EXCERPT -
──────
Agitation Free said:


> Why? If people make a higher wage than more tax is collected. And we're in a $16 trillion dollar hole.


Do you understand that if you give everyone in the workforce a dollar, than the dollar becomes worthless? The world doesn't work if you give everyone working an across the board raise because inflation will increase greatly, while the dollar will decrease greatly. If life were that easy, it would have been done 200 years ago.

posted using Outdoor Hub Campfire


----------



## robertj298 (Feb 23, 2009)

ironman172 said:


> WOW, an honest public employee....my compliments to you sir....you hit it right on the head....I wish I could give you a raise, it sounds like you sure do deserve it!!


I imagine there are a lot of public employees will tell you most of their coworkers aren't worth what they make. And I imagine a lot of those coworkers say the same thing about them I know I was the only mailman worth what I made before I retired.


----------



## Intimidator (Nov 25, 2008)

mjn88 said:


> Do you understand that if you give everyone in the workforce a dollar, than the dollar becomes worthless? The world doesn't work if you give everyone working an across the board raise because inflation will increase greatly, while the dollar will decrease greatly. If life were that easy, it would have been done 200 years ago.
> 
> posted using Outdoor Hub Campfire


This is only true due to one factor!....Greed!
Our economy could hum along and remain strong...but someone will soon tire of the same profits and begin to raise prices etc, and by the time they have over-priced the market and realized what they have done, they are in the "Crapper" again!
Sometimes IT IS FEASEABLE for Market equalization and to keep it there!

Big Business had it made in the early years during the Industrial Revolution because they could maximize profits due to the low wage scale and horrible conditions that workers faced...people were just a throw away piece of machinery!

Then we went through an Era of prosperity for the workers, due to the Unions.

Now we are heading back where all of the Companies have the power again...But we need BALANCE! I don't see it happening in my lifetime!


----------



## I Fish (Sep 24, 2008)

robertj298 said:


> I imagine there are a lot of public employees will tell you most of their coworkers aren't worth what they make. And I imagine a lot of those coworkers say the same thing about them I know I was the only mailman worth what I made before I retired.
──────
EXCERPTED RECORDS -
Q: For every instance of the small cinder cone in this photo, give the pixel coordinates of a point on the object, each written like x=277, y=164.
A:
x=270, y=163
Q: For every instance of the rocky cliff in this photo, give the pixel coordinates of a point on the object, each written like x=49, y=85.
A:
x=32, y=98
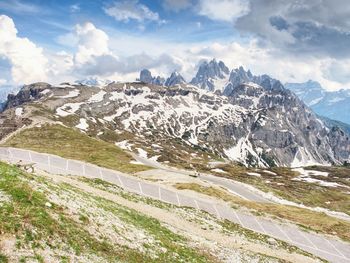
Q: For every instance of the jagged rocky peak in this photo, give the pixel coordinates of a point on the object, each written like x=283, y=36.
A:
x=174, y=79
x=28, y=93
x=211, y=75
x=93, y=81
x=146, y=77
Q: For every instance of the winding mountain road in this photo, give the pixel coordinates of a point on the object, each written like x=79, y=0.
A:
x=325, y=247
──────
WHAT YOU ARE ASKED TO DO - Write out the forum excerpt word for word, starting at the words that contain "This is only" and ending after "in my lifetime!". The records are not required for any of this work.

REPLY -
This is only true due to one factor!....Greed!
Our economy could hum along and remain strong...but someone will soon tire of the same profits and begin to raise prices etc, and by the time they have over-priced the market and realized what they have done, they are in the "Crapper" again!
Sometimes IT IS FEASEABLE for Market equalization and to keep it there!

Big Business had it made in the early years during the Industrial Revolution because they could maximize profits due to the low wage scale and horrible conditions that workers faced...people were just a throw away piece of machinery!

Then we went through an Era of prosperity for the workers, due to the Unions.

Now we are heading back where all of the Companies have the power again...But we need BALANCE! I don't see it happening in my lifetime!